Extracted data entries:
....................
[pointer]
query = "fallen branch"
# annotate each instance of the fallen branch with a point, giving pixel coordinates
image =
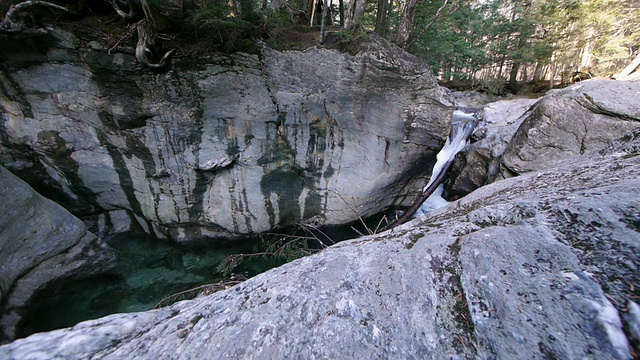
(12, 24)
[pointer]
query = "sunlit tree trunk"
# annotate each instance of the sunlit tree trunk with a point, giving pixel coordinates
(629, 69)
(406, 23)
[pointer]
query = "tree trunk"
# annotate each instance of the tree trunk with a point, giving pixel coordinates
(406, 23)
(629, 69)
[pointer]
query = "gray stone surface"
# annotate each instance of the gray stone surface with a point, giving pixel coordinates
(40, 242)
(532, 267)
(224, 145)
(576, 120)
(479, 163)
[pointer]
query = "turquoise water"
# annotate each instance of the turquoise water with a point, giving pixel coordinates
(148, 271)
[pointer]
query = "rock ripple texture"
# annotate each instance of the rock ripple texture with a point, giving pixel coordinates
(223, 146)
(40, 243)
(532, 267)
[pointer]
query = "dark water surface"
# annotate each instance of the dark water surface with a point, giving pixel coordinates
(148, 271)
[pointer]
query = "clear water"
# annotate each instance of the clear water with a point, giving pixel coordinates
(149, 270)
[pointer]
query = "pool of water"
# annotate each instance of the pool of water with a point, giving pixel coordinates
(149, 270)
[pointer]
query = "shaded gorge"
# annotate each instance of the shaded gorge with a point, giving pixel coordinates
(153, 273)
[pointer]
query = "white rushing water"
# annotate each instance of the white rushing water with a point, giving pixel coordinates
(462, 126)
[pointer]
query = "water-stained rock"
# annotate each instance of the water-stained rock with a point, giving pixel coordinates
(533, 267)
(224, 145)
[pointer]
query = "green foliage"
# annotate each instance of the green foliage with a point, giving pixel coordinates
(494, 86)
(467, 37)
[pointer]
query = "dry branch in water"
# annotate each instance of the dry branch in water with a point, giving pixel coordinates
(13, 22)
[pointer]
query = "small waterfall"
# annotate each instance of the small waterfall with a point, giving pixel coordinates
(462, 127)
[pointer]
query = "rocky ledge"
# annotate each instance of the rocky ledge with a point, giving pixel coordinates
(539, 266)
(221, 146)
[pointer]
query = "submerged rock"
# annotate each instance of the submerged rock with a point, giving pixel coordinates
(40, 243)
(535, 266)
(223, 145)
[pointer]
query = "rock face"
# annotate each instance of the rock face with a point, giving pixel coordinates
(533, 267)
(224, 145)
(40, 242)
(572, 121)
(479, 163)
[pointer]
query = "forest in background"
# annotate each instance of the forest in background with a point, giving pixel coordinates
(496, 45)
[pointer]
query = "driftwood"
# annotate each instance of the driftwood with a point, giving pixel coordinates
(14, 20)
(146, 46)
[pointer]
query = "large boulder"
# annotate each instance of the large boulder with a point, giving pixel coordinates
(225, 145)
(576, 120)
(533, 267)
(40, 243)
(479, 163)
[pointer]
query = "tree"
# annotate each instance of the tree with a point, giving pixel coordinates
(406, 23)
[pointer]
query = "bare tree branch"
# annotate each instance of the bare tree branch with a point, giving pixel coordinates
(12, 24)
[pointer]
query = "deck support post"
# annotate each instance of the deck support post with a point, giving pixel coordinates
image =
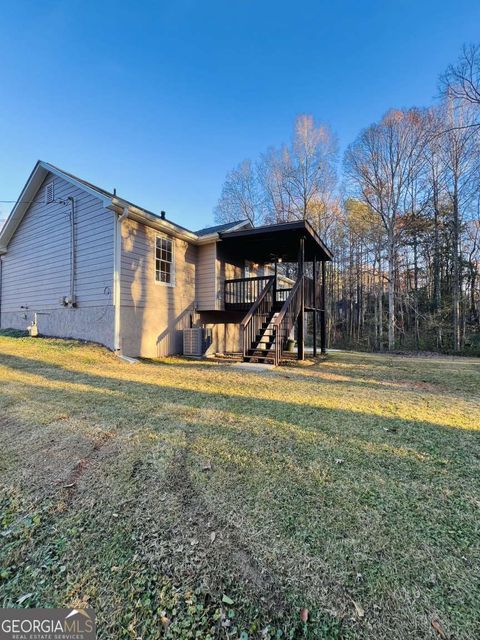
(301, 315)
(314, 315)
(323, 327)
(275, 283)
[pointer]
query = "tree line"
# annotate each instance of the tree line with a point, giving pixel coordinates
(403, 222)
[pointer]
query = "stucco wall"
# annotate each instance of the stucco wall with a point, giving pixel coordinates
(153, 314)
(94, 324)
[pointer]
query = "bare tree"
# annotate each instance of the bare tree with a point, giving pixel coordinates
(289, 183)
(461, 81)
(309, 165)
(460, 156)
(381, 165)
(241, 197)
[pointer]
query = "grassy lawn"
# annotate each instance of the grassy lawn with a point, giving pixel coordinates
(198, 500)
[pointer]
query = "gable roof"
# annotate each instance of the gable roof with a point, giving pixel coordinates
(108, 199)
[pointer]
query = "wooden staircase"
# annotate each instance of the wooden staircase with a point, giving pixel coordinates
(269, 322)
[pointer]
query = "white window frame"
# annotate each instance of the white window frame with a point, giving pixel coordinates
(172, 263)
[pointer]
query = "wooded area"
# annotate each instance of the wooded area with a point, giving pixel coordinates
(403, 221)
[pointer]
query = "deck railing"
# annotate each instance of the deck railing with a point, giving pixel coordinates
(241, 293)
(258, 314)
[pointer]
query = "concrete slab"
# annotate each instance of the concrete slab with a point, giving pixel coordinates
(257, 367)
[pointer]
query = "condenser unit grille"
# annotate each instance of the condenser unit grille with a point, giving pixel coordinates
(193, 342)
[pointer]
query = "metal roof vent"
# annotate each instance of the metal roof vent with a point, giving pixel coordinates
(49, 193)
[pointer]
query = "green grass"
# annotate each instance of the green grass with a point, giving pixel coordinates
(198, 500)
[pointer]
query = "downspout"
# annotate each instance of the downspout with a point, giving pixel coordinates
(117, 258)
(72, 251)
(1, 279)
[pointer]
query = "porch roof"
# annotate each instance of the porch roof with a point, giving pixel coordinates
(264, 244)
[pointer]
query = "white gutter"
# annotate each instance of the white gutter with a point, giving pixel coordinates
(117, 259)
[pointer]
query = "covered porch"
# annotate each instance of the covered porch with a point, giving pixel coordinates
(274, 303)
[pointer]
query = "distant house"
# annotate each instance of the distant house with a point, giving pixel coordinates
(88, 264)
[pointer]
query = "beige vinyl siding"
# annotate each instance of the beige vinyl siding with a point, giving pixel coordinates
(153, 314)
(207, 278)
(36, 267)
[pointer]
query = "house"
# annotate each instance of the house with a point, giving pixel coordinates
(81, 262)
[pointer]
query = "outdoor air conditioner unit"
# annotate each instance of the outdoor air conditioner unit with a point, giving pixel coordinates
(193, 342)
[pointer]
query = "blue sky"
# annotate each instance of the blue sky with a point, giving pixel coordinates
(160, 99)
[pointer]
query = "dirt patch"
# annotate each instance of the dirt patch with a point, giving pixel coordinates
(201, 544)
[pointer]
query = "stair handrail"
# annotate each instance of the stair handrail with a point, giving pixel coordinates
(259, 308)
(285, 321)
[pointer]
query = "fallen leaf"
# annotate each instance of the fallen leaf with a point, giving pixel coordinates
(24, 597)
(358, 609)
(304, 615)
(439, 629)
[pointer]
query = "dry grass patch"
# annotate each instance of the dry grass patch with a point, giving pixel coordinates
(188, 499)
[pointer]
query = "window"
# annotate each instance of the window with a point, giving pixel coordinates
(164, 266)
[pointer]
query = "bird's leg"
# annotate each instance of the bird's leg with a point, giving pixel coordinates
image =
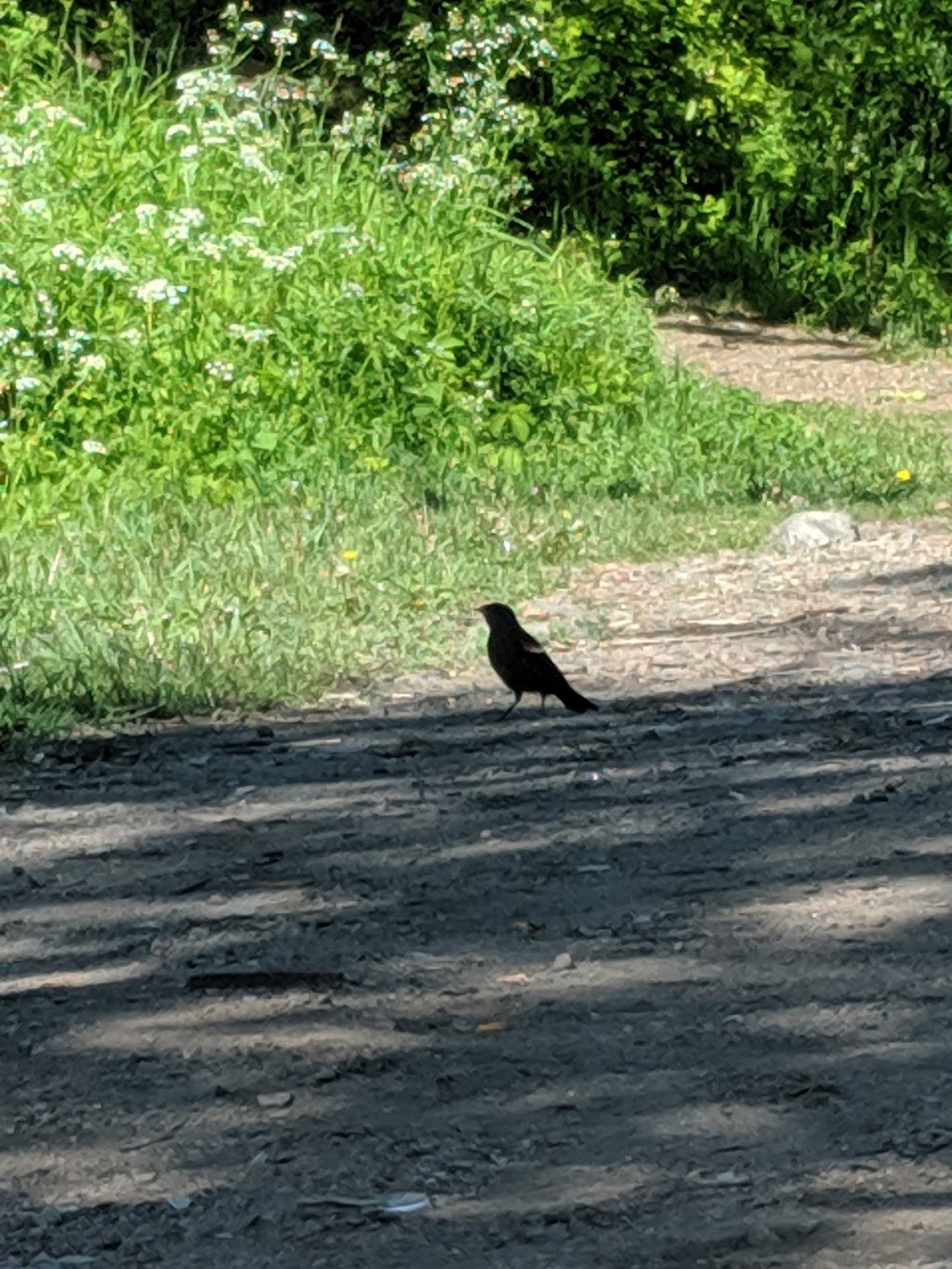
....................
What to produce:
With the images left out, output all the entries above exactly.

Your response:
[pointer]
query = "fallen branch"
# annotate each instance of the fallen branch with a point, giving pixel coordinates
image =
(12, 24)
[pointer]
query = "sunlit tree trunk"
# annotate each instance of the sunlit tree trunk with a point, giving pixel coordinates
(629, 69)
(406, 23)
[pointer]
query = "tree trunk"
# annotate each instance of the tree trunk with a point, giving pixel coordinates
(406, 23)
(629, 69)
[pointer]
query = "gray stone surface"
# annotate each instance of the gray stone surface with a point, giving pixel coordinates
(40, 242)
(532, 267)
(224, 145)
(576, 120)
(479, 163)
[pointer]
query = "turquoise water"
# annotate each instance of the turquoise water with a point, giving pixel coordinates
(148, 271)
[pointer]
query = "rock ripple texture"
# annotate each instance of the rock ripple texture with a point, giving pixel coordinates
(223, 146)
(40, 243)
(532, 267)
[pointer]
query = "dark water surface"
# annotate each instance of the dark water surface with a point, giving pixel coordinates
(148, 271)
[pointer]
query = "clear water"
# annotate each instance of the clear water with a point, giving pixel coordinates
(149, 270)
[pointer]
query = "pool of water"
# annotate each instance of the pool of water with a point, giving pixel coordinates
(149, 270)
[pointer]
query = "shaded gorge"
# annotate each instance of the shaded gorge with a point, giving pixel coordinates
(153, 273)
[pointer]
query = "white rushing water"
# annotate each instance of the white rushing water with a point, giving pixel coordinates
(462, 126)
[pointer]
query = "water-stained rock"
# annotate each instance of the water-stained rock with a point, giving pixel coordinates
(533, 267)
(224, 145)
[pointer]
query = "green foliage"
# annotate each instance of the green foliage with a point, giving pixel coordinates
(494, 86)
(467, 37)
[pointer]
query = "dry branch in water"
# annotate each instance of the dry branch in water with a point, giving pixel coordinates
(13, 22)
[pointer]
query = "small waterfall"
# annotate each instance of the small waterfall with a point, giving pixel coordinates
(462, 127)
[pointer]
query = "rocky ledge"
# annotate each instance of the rocky ledge with a point, giving pixel coordinates
(539, 266)
(221, 146)
[pointer]
query = "submerged rock"
# annotate each instance of the submerged rock with a point, giving pixel coordinates
(40, 243)
(535, 266)
(223, 145)
[pointer]
query = "rock face"
# annotate each instance of the rock face with a point, giving pixel coordinates
(533, 267)
(224, 145)
(40, 242)
(572, 121)
(479, 163)
[pointer]
query = "forest in background"
# annotate each instance of the forest in background with a point, giving pixel coordinates
(496, 45)
[pointer]
query = "driftwood"
# annotate each instance of the driftwood with a point, giving pixel coordinates
(14, 20)
(146, 46)
[pointer]
query = "large boulder"
# annotate each instance of the large boulder with a point, giving pixel coordinates
(225, 145)
(576, 120)
(533, 267)
(40, 243)
(479, 163)
[pointer]
query = "tree"
# annotate each instance of the tree with a point, giving pixel coordinates
(406, 23)
[pointer]
query = "bare tree branch"
# annotate each instance of the bare tree branch with a point, giving pixel coordinates
(12, 24)
[pointer]
query = "deck support post"
# annotate each instance of the deck support post with a point, giving pixel coordinates
image =
(301, 315)
(314, 315)
(323, 327)
(275, 283)
[pointer]
query = "tree line"
# annotate each instance of the tree line with a point, giving pixel coordinates
(403, 222)
[pointer]
query = "stucco wall"
# annotate each instance of the stucco wall with a point, giving pixel coordinates
(153, 314)
(94, 324)
[pointer]
query = "bare tree"
# annotate each instance of the bare tree with a point, giving pixel coordinates
(289, 183)
(461, 81)
(309, 165)
(460, 156)
(381, 165)
(241, 197)
[pointer]
query = "grassy lawn"
# annotate each instance of the grassy lawn with a point, giving pixel coordinates
(198, 500)
[pointer]
query = "gable roof"
# annotate each instance of the gable roof with a point, giving pixel coordinates
(108, 199)
[pointer]
query = "wooden staircase"
# annotate each instance of the wooden staircase with a point, giving pixel coordinates
(269, 322)
[pointer]
query = "white window frame"
# annotate each instance of the white window frame with a point, giving pixel coordinates
(172, 263)
[pointer]
query = "wooded area"
# annotate each instance of the wooded area with a point, giving pixel coordinates
(403, 221)
[pointer]
query = "deck railing"
# annotate each instance of the deck railing with a point, giving pixel coordinates
(241, 293)
(258, 314)
[pointer]
query = "concrete slab"
# annotate each instance of the concrete slab with a point, giving pixel coordinates
(257, 367)
[pointer]
query = "condenser unit grille"
# annotate each instance of the condenser unit grille with a point, giving pixel coordinates
(193, 342)
[pointer]
query = "metal roof vent"
# annotate each instance of the metal roof vent with a point, giving pixel coordinates
(49, 193)
[pointer]
query = "green grass"
# annotate each instance of the green grass with a point, giving pixel coordinates
(198, 500)
[pointer]
query = "downspout"
# annotate each instance of the downspout with a point, giving pixel coordinates
(117, 258)
(72, 251)
(1, 279)
[pointer]
query = "porch roof"
# annotate each instance of the porch roof with a point, giving pixel coordinates
(264, 244)
[pointer]
query = "white gutter"
# annotate each instance of the white gutter with a point, giving pixel coordinates
(117, 259)
[pointer]
query = "covered porch"
# annotate each instance of the covered porch with a point, giving pixel coordinates
(274, 303)
[pointer]
query = "distant house"
# annotate each instance of the distant house with a point, giving pixel coordinates
(88, 264)
[pointer]
query = "beige vinyl siding"
# annotate each instance of the beige vinyl siding with a point, giving pixel coordinates
(153, 314)
(207, 278)
(36, 267)
[pointer]
query = "house"
# annotate each instance of the house with a point, giving pixel coordinates
(81, 262)
[pointer]
query = "outdoor air conditioner unit"
# annotate each instance of the outdoor air conditioner unit with a point, giving pixel coordinates
(193, 342)
[pointer]
query = "blue sky"
# annotate each instance of the blue sky with a point, giving pixel coordinates
(160, 99)
[pointer]
query = "dirt patch"
# annotate each instance of the dirt patch with a point, giving pixel coordinates
(201, 544)
[pointer]
query = "stair handrail"
# annotate each instance of the stair handrail with a point, giving pixel coordinates
(259, 308)
(285, 321)
[pointer]
query = "fallen leaf"
# annotate each instance of the fallen leaf with a point, giving pixel coordinates
(24, 597)
(358, 609)
(304, 615)
(439, 629)
[pointer]
query = "dry grass patch"
# annotate each instance of the dry grass patch with a point, giving pixel coordinates
(188, 499)
[pointer]
query = "window"
# annotate each instance of the window with a point, giving pixel coordinates
(164, 266)
[pointer]
query = "bird's leg"
# annotate each instance of the bird's leg with a point, giving pixel coordinates
image =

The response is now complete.